>>>>>

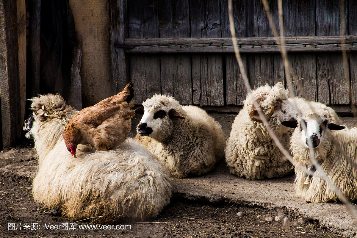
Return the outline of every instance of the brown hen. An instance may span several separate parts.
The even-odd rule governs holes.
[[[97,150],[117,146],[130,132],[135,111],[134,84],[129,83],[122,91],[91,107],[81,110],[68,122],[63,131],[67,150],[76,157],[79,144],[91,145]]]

<<<<<
>>>>>

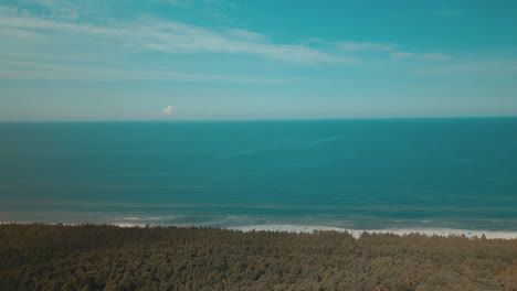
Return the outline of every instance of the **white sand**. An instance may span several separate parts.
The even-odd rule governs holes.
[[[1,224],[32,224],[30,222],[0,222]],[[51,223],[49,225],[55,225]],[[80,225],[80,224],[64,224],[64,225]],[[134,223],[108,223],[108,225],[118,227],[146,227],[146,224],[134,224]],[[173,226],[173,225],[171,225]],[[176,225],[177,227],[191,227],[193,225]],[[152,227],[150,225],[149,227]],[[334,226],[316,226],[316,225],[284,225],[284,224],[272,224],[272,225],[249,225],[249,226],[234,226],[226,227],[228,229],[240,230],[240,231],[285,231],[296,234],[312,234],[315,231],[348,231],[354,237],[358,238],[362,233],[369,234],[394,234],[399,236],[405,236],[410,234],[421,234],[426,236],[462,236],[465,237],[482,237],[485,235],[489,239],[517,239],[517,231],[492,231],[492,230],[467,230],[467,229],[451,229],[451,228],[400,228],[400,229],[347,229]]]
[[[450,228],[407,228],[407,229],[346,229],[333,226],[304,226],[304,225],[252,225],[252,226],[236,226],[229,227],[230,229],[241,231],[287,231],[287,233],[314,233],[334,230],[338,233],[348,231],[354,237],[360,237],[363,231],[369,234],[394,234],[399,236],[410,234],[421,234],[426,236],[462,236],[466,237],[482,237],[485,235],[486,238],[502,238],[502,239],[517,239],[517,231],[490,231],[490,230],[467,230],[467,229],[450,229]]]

<<<<<

WORK INSTRUCTIONS> Collect every line of the records above that contains the string "span".

WRITTEN ANSWER>
Return the outline of every instance of the brown hen. An instance may span several separate parts.
Return the outline of every instance of the **white sand**. An instance may span several separate parts.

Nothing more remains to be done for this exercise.